Data entries -
---*---
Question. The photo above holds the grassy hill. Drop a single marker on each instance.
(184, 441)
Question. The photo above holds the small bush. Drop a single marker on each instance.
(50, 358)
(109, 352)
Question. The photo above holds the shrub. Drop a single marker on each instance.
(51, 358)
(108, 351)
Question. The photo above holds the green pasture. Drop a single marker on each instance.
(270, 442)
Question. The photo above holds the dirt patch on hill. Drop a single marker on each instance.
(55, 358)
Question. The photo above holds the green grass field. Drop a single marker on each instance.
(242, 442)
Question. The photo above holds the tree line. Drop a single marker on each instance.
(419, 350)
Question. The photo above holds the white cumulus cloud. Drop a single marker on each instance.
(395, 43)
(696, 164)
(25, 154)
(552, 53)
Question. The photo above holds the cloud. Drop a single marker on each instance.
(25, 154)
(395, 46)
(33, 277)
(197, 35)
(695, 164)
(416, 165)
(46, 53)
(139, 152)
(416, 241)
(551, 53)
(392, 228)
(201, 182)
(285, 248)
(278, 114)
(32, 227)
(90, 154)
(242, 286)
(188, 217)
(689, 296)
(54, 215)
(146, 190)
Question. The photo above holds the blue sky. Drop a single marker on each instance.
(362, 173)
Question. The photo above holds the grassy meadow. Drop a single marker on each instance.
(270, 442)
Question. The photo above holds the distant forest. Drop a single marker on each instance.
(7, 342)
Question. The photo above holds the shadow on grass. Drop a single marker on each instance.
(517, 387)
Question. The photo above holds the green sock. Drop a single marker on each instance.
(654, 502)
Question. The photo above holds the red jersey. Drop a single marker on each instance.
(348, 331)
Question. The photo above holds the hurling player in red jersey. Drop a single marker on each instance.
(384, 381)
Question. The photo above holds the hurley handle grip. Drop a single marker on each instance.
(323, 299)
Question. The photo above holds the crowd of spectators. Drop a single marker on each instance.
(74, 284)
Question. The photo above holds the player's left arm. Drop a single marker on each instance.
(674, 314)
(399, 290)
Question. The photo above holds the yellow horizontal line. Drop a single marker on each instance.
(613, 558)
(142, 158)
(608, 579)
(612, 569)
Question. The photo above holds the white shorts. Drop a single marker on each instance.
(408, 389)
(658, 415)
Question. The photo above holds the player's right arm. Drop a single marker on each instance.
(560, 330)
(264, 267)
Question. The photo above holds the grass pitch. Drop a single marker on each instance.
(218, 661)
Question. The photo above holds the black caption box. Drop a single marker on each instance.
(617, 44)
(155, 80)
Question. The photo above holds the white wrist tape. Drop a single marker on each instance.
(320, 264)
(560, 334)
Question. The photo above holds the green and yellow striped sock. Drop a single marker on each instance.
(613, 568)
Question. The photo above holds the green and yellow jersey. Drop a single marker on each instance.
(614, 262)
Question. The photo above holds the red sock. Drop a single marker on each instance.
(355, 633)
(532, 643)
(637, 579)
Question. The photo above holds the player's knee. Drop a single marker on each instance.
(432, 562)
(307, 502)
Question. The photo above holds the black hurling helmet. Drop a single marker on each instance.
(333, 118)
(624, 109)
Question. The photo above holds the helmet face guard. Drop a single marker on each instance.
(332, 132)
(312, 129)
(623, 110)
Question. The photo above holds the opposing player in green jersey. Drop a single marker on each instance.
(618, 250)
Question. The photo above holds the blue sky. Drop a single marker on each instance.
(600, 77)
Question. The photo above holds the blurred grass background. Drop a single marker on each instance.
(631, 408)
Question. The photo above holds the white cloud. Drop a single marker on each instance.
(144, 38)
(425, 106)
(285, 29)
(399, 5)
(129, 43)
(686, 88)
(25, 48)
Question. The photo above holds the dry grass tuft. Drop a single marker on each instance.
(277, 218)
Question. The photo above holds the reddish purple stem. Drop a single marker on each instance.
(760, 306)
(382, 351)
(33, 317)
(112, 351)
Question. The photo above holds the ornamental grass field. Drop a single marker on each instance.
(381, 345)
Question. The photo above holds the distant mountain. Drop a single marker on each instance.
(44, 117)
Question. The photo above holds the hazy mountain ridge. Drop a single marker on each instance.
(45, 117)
---*---
What the task asks - Copy the rows above from the line containing "Question. The photo above holds the player's knee." through the last row, keeping every request unchanged and adding 106 to each number in the point coordinates.

Solution to this exercise -
Question. The photo above holds the player's knee. Drop a single marker on each instance.
(538, 668)
(413, 608)
Question. The photo above holds the black hurling helmet. Drop a single marker on each instance.
(439, 224)
(730, 215)
Question. The photo above holds the helmet face guard. Drop a single marker on each instance.
(438, 238)
(418, 235)
(729, 216)
Question. The photo above holds the opposing player in green jersey. Drop a single marker on each instance.
(724, 356)
Question. The photo above holds the blue sky. Drop a single marker on each instance.
(706, 183)
Question. The photo above holds the blurred grass background. Drop a single marker on each instance.
(737, 514)
Question. The photo above holds the white cloud. Drop a single marker on each instance.
(250, 144)
(531, 212)
(391, 135)
(505, 111)
(235, 149)
(792, 194)
(131, 154)
Question. The photo above holds the dry grass tuft. Drop a single marker on each instance.
(383, 324)
Question. The photo above holds the reddish purple stem. Drop a single marker on each instance.
(866, 412)
(488, 457)
(139, 423)
(218, 457)
Question. The photo above holds the ornamental grass field. Drop a single marker on each instance.
(487, 451)
Question. The photo above holds the distant mountain. Drop a single marker on each instance.
(150, 223)
Question. The photo above holds the hazy mountain ridge. Drop a single marker on each instance.
(151, 223)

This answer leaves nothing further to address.